Bitte entnimm dem Gespräch über Rüstungsexporte wortgetreu den Abschnitt, der mit den Worten „Warum werden solche“ beginnt und mit „keine andere Möglichkeit.“ endet.

ÜBUNGSTEXT:
- - - - -

Ströbele: Weil das Parlament die Pflicht hat, die Regierung in einer so wichtigen Angelegenheit von weltpolitischer Bedeutung zu kontrollieren.

Warum werden solche Geschäfte geheim gehalten?

Öffentlich werden sie ja gemacht, im Rüstungs-Exportbericht der Regierung. Aber das ist zeitversetzt, so dass dann eine Intervention des Parlaments gar nicht mehr möglich ist. Jetzt, nachdem das bekannt geworden ist, gibt es überhaupt keinen Grund mehr für die Bundesregierung, uns nicht zu informieren. Das ist möglich, auch wenn der Sicherheitsrat geheim tagt. Sie muss informieren. Und um das zu erzwingen – wenn die Regierung weiter die Informationen zurückhält –, bleibt leider nur das Bundesverfassungsgericht. Ich möchte die nicht immer wieder mit solchen selbstverständlichen Fragen beschäftigen, aber es bleibt dann keine andere Möglichkeit.

Natürlich gibt es sowohl von den potenziellen Käufern als auch von den potenziellen Verkäufern ein erhebliches Interesse, über diese Geschäfte keine öffentliche Diskussion zu führen. Nur: Bei so wichtigen, politisch sensiblen Lieferungen wie dieser müssen das Parlament und die Öffentlichkeit die Fakten kennen.

Guido Westerwelle spricht von »strategischen Interessen«. Werden hier auch politische oder strategische Interessen verfolgt?

Ja, das scheint so zu sein. Wir stehen ja vor dem unglaublichen Phänomen, dass die Bundesregierung einen Deal zu rechtfertigen versucht, von dem sie noch nicht mal erklärt hat, dass es den überhaupt gibt. Sondern sie sagt: Wir sagen gar nicht, ob es so was gibt. Und gleichzeitig versucht sie, ihn zu rechtfertigen. Das ist natürlich eine Verhöhnung der Öffentlichkeit. Hier sind offenbar strategische Interessen anzunehmen. Man übersieht dabei, dass in den Rüstungsexportrichtlinien seit Jahren drinsteht, dass bei systematischer Verletzung von Menschenrechten durch das Empfängerland eine Kriegswaffenlieferung nicht in Betracht kommt. Da findet keine Abwägung mehr statt.

- - - - -

GEZEIGTES MATERIAL:

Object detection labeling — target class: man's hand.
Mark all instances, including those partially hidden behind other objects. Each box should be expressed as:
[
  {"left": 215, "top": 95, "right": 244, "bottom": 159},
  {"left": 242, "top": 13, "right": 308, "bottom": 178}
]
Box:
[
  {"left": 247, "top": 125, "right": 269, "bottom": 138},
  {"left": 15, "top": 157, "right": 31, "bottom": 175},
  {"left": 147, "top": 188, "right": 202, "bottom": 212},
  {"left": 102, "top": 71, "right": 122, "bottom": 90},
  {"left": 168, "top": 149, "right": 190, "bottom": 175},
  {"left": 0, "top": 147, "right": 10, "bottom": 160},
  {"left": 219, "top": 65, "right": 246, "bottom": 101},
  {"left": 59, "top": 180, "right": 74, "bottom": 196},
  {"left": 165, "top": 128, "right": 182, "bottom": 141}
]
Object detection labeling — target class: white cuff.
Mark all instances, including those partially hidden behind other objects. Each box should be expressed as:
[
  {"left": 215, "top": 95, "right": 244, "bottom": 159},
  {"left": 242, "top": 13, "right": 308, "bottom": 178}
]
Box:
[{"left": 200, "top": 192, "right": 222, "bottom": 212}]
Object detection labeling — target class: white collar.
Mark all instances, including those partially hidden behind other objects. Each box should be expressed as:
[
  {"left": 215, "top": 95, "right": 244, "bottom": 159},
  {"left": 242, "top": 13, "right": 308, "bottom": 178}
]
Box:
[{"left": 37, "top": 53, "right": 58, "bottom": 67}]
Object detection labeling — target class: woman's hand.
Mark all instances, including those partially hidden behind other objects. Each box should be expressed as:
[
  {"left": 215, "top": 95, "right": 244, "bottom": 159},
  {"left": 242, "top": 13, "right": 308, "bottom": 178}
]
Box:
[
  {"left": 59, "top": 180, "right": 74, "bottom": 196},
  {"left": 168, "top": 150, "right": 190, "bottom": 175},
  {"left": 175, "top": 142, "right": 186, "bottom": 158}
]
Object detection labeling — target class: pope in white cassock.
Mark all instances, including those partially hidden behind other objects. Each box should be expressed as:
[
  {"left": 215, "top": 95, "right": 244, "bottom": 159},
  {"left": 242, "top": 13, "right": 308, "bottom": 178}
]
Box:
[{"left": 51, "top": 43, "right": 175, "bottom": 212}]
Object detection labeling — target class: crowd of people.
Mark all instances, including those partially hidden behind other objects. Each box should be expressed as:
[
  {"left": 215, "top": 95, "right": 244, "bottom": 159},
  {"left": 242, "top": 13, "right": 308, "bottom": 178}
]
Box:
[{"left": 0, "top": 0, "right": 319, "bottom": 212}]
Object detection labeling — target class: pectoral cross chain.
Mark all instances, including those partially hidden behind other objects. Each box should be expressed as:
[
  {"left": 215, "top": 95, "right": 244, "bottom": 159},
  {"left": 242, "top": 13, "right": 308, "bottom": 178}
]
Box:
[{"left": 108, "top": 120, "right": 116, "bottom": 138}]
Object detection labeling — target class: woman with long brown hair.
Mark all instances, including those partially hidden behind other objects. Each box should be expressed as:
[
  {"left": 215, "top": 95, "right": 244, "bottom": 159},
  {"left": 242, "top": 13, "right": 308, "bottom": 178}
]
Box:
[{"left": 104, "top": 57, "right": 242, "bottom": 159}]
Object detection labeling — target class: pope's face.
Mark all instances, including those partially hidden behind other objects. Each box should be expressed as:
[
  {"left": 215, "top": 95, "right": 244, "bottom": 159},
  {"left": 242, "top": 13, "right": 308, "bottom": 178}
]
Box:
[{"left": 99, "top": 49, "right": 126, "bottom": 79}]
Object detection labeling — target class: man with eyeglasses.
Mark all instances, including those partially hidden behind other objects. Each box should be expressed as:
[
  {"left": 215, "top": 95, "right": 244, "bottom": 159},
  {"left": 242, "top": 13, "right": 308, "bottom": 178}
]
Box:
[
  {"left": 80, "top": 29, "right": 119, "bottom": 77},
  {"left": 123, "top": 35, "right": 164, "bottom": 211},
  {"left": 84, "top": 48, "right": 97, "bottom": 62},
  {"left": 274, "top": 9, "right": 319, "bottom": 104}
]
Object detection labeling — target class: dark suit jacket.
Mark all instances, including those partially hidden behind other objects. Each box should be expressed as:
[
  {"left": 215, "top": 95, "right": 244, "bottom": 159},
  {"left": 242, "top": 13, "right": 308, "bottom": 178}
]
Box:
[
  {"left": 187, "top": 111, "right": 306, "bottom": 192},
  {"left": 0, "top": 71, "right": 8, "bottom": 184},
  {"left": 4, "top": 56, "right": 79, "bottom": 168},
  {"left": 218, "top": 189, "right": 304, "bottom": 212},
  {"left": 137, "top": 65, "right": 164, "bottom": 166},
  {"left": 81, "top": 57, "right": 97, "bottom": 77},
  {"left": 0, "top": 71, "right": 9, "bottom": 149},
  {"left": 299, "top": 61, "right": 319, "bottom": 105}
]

- - - - -

ANTWORT ZUR AUFGABE:
Warum werden solche Geschäfte geheim gehalten?

Öffentlich werden sie ja gemacht, im Rüstungs-Exportbericht der Regierung. Aber das ist zeitversetzt, so dass dann eine Intervention des Parlaments gar nicht mehr möglich ist. Jetzt, nachdem das bekannt geworden ist, gibt es überhaupt keinen Grund mehr für die Bundesregierung, uns nicht zu informieren. Das ist möglich, auch wenn der Sicherheitsrat geheim tagt. Sie muss informieren. Und um das zu erzwingen – wenn die Regierung weiter die Informationen zurückhält –, bleibt leider nur das Bundesverfassungsgericht. Ich möchte die nicht immer wieder mit solchen selbstverständlichen Fragen beschäftigen, aber es bleibt dann keine andere Möglichkeit.